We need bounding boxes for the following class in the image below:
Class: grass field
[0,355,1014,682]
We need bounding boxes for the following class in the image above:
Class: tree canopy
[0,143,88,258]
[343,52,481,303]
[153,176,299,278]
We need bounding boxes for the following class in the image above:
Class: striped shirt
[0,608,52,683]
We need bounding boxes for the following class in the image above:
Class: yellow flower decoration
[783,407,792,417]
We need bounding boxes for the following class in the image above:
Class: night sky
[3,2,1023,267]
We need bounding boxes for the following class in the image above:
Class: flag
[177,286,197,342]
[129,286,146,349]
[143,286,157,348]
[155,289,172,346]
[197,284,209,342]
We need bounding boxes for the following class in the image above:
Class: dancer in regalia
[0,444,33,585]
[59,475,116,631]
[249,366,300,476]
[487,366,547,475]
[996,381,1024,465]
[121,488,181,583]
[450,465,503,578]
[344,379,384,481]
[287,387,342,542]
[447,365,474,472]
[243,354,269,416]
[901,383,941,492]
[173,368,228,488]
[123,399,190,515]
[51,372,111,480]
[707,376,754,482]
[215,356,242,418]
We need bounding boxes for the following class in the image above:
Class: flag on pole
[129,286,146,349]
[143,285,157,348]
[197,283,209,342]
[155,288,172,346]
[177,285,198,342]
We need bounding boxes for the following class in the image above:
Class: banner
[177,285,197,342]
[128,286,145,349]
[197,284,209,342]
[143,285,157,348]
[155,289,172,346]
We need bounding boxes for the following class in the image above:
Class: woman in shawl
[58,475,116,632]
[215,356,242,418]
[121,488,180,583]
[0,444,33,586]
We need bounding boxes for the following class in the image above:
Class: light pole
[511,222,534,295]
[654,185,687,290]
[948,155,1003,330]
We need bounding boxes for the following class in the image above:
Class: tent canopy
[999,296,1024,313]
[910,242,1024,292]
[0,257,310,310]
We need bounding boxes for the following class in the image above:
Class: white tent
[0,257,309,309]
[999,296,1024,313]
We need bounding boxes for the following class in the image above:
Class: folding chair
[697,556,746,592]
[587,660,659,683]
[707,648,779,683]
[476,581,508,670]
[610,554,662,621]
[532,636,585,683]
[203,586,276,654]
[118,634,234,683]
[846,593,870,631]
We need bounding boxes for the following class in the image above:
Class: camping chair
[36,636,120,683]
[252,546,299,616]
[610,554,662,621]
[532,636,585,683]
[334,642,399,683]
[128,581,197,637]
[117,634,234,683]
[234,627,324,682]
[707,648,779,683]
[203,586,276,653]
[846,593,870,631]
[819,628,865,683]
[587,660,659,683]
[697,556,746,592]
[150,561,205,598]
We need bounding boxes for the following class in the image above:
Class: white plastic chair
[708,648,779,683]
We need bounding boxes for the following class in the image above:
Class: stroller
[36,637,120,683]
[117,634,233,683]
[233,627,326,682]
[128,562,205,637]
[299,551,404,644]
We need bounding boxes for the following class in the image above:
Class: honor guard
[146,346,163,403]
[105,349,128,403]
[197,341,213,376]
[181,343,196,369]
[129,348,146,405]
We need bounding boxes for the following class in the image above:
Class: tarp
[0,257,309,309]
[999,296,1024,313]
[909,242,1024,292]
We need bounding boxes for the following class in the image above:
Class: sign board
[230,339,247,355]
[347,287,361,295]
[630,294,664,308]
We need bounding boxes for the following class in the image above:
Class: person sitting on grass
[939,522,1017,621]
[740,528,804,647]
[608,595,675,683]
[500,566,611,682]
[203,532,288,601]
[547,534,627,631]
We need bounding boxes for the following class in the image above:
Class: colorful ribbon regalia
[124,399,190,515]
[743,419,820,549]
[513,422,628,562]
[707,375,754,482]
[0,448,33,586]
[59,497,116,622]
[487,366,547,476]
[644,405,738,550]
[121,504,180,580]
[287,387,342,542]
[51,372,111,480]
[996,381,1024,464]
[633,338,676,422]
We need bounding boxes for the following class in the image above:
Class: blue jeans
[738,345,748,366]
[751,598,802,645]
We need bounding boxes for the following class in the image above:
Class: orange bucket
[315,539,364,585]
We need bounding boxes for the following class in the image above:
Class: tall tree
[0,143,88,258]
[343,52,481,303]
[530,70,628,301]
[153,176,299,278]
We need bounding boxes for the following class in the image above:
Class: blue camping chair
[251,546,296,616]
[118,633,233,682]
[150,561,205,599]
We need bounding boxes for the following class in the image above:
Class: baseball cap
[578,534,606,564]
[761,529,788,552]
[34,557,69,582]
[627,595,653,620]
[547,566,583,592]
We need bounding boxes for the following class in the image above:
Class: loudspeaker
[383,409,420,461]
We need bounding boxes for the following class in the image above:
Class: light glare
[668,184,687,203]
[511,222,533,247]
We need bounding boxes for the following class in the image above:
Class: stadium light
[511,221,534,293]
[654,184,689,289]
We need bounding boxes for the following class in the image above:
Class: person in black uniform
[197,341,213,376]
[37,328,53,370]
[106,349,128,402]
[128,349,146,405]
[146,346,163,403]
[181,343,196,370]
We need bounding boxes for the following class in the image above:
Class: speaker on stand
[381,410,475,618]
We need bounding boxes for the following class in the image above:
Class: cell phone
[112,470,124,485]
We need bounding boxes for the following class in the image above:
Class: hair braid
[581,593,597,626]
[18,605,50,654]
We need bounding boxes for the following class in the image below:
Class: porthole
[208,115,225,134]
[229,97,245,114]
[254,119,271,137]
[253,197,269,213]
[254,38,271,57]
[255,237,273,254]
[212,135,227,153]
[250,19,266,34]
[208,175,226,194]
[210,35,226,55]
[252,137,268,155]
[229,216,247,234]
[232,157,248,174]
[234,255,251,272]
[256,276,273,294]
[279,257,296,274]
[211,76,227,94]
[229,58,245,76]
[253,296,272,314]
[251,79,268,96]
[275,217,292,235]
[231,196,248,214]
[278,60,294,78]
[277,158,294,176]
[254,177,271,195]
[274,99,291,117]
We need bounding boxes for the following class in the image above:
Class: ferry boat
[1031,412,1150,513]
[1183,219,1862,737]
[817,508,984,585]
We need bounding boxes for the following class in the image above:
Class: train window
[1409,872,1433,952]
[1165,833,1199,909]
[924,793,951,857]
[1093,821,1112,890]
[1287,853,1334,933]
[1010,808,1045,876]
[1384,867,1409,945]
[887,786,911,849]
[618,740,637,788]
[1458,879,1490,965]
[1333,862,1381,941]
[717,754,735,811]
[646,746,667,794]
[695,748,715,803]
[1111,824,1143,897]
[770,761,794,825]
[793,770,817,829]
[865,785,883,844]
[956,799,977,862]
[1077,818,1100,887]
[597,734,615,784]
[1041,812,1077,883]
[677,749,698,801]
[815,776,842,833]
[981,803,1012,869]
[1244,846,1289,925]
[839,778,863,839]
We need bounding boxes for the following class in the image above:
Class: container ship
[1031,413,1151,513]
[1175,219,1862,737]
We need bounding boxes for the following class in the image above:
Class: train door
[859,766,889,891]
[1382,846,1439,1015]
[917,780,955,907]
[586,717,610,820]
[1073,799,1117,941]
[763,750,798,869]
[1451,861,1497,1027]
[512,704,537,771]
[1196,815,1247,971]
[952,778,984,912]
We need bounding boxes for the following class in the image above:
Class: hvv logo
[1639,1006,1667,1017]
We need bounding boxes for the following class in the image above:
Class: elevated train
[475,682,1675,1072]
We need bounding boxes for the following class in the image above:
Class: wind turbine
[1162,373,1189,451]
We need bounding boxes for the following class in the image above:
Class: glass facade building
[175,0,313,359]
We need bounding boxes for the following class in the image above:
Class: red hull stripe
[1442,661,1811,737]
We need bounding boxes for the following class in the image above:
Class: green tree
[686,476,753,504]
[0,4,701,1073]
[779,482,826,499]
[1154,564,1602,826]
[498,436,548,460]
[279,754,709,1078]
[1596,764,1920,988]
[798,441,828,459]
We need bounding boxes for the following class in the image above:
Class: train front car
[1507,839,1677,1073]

Problem description:
Beginning at the line that contains "Class: hvv logo", reproduce every line down to the last line of the entries above, exactly and only those.

Result of this task:
Class: hvv logo
[1639,1006,1667,1017]
We need bounding boxes for the following class in the image above:
Class: elevated train
[475,682,1675,1072]
We need bounding boxes for the following class in the image above:
Class: wind turbine
[1162,373,1189,451]
We need bounding boxes for the following class in the image above:
Class: glass facade building
[175,0,313,359]
We need bounding boxes for the following class in the image above:
Class: red hull stripe
[1442,661,1811,737]
We need bounding boxes for the following class in the image above:
Class: green tree
[686,476,753,504]
[0,4,701,1073]
[779,482,826,499]
[1154,564,1602,826]
[498,436,548,460]
[279,754,709,1078]
[1596,764,1920,988]
[798,441,828,459]
We need bounding boxes for the following class in the image above:
Class: train front car
[1507,839,1677,1073]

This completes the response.